§ **Document extract**
• • • •

Different strains of chlamydia cause genital, eye, lymph node, and respiratory infections.
Sexually active individuals and individuals with multiple partners are at highest risk for chlamydia infections.
The symptoms include:
Burning on urination
Vaginal discharge or bleeding
Note: Only approximately 30% of women will have symptoms due to chlamydia. Therefore, screening sexually active women for chlamydia is necessary to diagnose and treat the condition in women who do not have symptoms.
Diagnosing a chlamydia infection in a woman involves taking a sample of cervical secretions and sending it to a lab for an endocervical culture.
Chlamydia can be treated with a variety of antibiotics, including azithromycin, tetracyclines, quinolones, and erythromycin. Erythromycin and amoxicillin are safe in pregnant women.
Both sexual partners must be treated to prevent passing the infection back and forth between them, even though both may not have symptoms.
Since gonorrhea often occurs along with chlamydia, treatment for gonorrhea is often given at the same time.
Antibiotic treatment is usually successful. Reinfection may occur if you do not take your medicine as directed, or if your sexual partners is not treated.
Chlamydia infections in women may lead to inflammation of the cervix.
An untreated chlamydia infection may spread to the uterus or the fallopian tubes, causing salpingitis or pelvic inflammatory disease. These conditions can lead to infertility and increase the risk of ectopic pregnancy.
If a women is infected with chlamydia while pregnant, the infection can cause premature labor and delivery. In addition, the infant may develop chlamydia-related conjunctivitis (eye infection) and pneumonia.
A monogamous sexual relationship with an uninfected partner is one way to avoid this infection. The proper use of condoms during intercourse usually prevents infection. As of 2001, annual screening for chlamydia of all sexually active women aged 20-25 is recommended, as is screening of older women with risk factors (such as a new sexual partner or multiple partners) in order to treat those cases that may not have any symptoms.

• • • •

§ **Entries shown**

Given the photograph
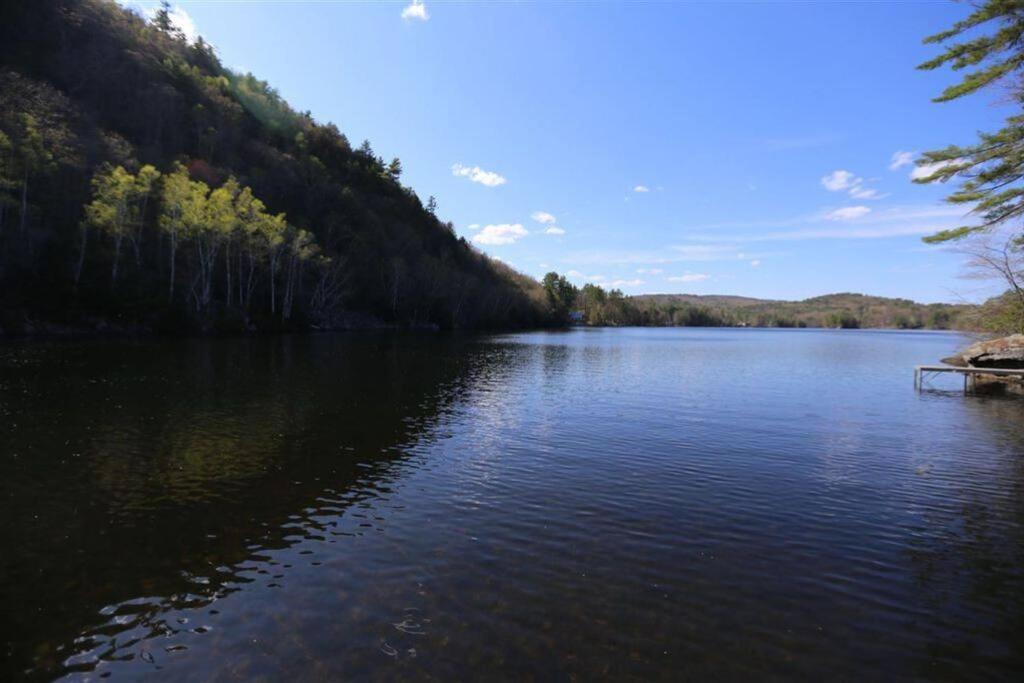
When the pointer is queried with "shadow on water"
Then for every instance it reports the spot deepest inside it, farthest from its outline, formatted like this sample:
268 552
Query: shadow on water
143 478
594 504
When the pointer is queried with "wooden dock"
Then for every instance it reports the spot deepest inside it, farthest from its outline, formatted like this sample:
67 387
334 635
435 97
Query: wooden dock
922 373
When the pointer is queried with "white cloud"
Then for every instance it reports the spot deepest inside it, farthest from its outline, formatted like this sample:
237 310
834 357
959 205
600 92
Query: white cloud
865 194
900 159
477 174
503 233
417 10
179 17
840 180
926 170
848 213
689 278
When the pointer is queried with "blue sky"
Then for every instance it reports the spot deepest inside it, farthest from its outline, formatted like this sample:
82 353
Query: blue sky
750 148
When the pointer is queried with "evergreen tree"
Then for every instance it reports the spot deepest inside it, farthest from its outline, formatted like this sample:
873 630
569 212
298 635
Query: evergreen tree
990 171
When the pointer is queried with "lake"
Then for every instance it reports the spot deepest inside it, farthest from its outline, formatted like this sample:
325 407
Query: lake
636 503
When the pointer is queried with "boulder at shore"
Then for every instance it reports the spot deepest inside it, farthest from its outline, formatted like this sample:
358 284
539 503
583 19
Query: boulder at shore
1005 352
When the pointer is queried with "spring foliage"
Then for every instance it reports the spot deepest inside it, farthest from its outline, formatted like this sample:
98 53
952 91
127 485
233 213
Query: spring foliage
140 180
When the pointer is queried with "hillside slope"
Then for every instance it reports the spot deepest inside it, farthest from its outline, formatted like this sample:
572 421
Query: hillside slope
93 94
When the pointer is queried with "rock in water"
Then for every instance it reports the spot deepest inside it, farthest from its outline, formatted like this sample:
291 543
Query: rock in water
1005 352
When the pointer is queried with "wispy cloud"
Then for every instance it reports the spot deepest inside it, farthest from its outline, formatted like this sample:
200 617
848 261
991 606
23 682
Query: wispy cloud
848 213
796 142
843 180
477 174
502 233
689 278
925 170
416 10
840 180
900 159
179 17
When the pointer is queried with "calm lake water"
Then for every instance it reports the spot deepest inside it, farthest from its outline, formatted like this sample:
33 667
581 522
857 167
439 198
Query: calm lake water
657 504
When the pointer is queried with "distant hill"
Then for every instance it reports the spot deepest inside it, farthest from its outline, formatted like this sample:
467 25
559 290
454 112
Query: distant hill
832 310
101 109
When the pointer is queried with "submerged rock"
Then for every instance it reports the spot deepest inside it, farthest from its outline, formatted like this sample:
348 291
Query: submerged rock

• • • •

§ **How to complete this task**
According to the chlamydia text, which antibiotics are safe for pregnant women? The rows above come from a different source than the chlamydia text.

§ **The completed task**
Erythromycin and amoxicillin.